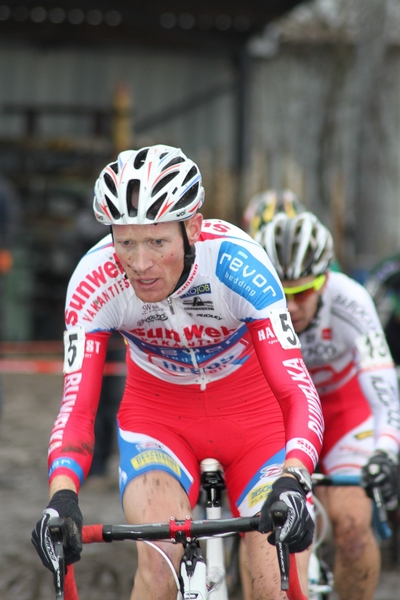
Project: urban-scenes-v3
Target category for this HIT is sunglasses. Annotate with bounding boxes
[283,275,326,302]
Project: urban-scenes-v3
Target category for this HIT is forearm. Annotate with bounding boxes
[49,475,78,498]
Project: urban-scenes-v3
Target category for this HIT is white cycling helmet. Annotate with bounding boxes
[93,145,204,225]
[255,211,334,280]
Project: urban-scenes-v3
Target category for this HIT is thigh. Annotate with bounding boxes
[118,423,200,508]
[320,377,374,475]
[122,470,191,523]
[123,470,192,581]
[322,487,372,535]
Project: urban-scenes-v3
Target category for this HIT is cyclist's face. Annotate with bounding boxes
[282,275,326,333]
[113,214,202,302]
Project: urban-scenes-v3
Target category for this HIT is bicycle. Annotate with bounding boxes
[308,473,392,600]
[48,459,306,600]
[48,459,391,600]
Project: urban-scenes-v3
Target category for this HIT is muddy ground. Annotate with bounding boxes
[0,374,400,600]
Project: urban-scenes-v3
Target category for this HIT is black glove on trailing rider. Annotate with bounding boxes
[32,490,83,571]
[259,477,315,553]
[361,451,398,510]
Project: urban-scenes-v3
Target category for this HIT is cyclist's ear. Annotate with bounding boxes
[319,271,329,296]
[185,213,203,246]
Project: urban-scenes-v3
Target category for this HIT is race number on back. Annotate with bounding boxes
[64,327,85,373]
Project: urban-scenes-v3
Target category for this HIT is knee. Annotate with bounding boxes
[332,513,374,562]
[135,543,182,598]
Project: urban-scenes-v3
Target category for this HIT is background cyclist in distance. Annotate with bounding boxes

____

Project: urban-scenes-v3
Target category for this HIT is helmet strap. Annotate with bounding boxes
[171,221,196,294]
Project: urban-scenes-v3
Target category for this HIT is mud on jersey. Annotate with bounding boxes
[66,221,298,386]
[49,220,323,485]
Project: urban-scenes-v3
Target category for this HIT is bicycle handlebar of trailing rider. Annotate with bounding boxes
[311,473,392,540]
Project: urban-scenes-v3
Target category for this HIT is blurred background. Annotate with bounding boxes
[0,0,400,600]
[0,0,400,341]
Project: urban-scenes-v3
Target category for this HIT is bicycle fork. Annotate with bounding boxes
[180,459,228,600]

____

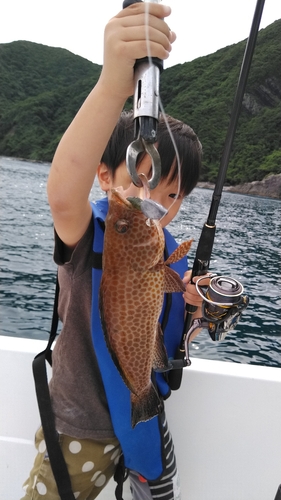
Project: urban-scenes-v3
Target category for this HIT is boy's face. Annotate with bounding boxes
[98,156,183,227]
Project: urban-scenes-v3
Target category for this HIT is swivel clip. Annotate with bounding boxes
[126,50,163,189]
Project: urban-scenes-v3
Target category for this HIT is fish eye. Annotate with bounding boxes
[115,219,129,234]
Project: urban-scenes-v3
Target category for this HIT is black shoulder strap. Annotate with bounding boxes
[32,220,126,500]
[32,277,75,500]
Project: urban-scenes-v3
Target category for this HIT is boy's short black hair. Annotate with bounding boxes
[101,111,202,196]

____

-- Given instruction --
Show each line of the listing that contains the string "trailing".

-- Answer to the problem --
Target category for this HIT is black glove on trailing rider. Annotate with bounding boxes
Target category for this HIT is bicycle handlebar of trailing rider. Annotate with bounding boxes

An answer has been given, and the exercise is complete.